Saved entries:
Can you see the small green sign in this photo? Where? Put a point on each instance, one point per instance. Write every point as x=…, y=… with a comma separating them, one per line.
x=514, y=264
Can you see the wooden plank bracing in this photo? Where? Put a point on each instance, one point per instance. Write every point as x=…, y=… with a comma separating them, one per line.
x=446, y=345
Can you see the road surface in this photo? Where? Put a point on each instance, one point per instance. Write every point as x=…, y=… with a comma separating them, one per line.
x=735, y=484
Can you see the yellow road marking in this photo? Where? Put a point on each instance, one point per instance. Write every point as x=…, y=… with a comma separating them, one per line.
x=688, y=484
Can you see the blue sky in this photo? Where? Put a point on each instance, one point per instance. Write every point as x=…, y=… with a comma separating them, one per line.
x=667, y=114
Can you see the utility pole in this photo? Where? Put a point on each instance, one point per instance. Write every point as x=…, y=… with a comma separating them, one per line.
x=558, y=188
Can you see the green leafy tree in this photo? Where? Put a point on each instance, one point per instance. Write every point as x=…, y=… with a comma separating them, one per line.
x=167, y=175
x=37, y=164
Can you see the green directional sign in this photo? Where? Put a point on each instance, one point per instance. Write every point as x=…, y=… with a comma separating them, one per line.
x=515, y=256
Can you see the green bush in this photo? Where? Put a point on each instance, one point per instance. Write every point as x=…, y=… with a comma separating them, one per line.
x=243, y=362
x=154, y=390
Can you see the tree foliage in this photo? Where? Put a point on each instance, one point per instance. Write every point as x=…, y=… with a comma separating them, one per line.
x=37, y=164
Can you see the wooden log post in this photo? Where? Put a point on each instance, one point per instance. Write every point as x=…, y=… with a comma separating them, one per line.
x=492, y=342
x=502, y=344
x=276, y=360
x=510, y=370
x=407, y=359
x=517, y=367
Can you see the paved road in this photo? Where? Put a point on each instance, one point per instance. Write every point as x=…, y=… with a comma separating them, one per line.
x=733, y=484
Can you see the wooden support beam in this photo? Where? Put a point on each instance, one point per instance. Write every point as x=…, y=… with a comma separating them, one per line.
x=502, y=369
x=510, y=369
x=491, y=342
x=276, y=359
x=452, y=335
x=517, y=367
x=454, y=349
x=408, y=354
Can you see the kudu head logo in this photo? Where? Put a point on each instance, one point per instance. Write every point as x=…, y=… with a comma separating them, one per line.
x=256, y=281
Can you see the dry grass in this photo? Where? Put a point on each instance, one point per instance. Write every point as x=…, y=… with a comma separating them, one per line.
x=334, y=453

> _Your task_: Each line above is to be reproduced exactly.

> _Exercise result_:
Can you see the small green sign in this photo? Where? Put a point on each instance, one point per instance. Write every point as x=…, y=… with a comma separating them, one per line.
x=514, y=264
Can you see the wooden plank bracing in this photo? Where? Put a point on each instance, one point per instance. Write every point as x=…, y=… with a comma separating them, one per line.
x=446, y=345
Can you see the road surface in this photo? Where? Put a point on each instance, one point per instance. Write every point as x=…, y=… with a comma separating them, one per line.
x=735, y=484
Can you see the yellow road marking in this photo? Where? Put a point on each instance, one point per instance. Write every point as x=…, y=… with a comma separating them, one per line.
x=688, y=484
Can you see the blue sky in this photo? Where? Put a point on each instance, one point per instance. Write every point as x=…, y=… with a comma separating them, one per line.
x=667, y=114
Can you see the utility pole in this photo? Where? Put a point on each instance, one point per instance. Write every point as x=…, y=… with a comma separating them, one per line.
x=558, y=188
Can you see the green leafy tree in this photo? Where? Put a point on each instance, one point per instance. Write every point as x=…, y=… with a comma separating them, one per line.
x=167, y=175
x=37, y=164
Can you see the green directional sign in this photo? Where? Put a point on each instance, one point per instance. Write every point as x=…, y=… with a comma separating them, one per line.
x=515, y=256
Can you see the green bush in this photo? Where? Put a point on each instance, one point per instance. Write every point as x=…, y=… with a comma separating them, one per line.
x=243, y=362
x=154, y=390
Can you see the tree foliage in this photo? Where? Put a point on each instance, one point per instance. Write every point as x=…, y=… with a comma separating them, one per line.
x=37, y=164
Can you see the wooden log post in this photo? Where? Put a point on each instance, one point per instance. Write every point as x=…, y=… with a comma separating them, one per line.
x=492, y=342
x=502, y=344
x=276, y=360
x=510, y=370
x=407, y=359
x=517, y=367
Can you see the paved road in this photo? Where? Put a point on each instance, one point per instance. Write every point as x=…, y=… with a comma separating them, one per line.
x=733, y=484
Can you see the wooden support beam in this photo? Where? Put a point on each instance, one point per instance. Write every point as x=…, y=… with a comma separating them, one per line.
x=502, y=369
x=510, y=369
x=491, y=342
x=276, y=359
x=452, y=335
x=517, y=367
x=454, y=349
x=408, y=354
Can you see the kudu head logo in this photo? Where? Put a point on each instance, one point per instance. Write every point as x=…, y=… with a comma separating them, one per line.
x=256, y=281
Can you see the dry grass in this photo? Where? Put a point on each instance, one point per instance. Write every point as x=…, y=… with a comma separating them, one per line.
x=334, y=453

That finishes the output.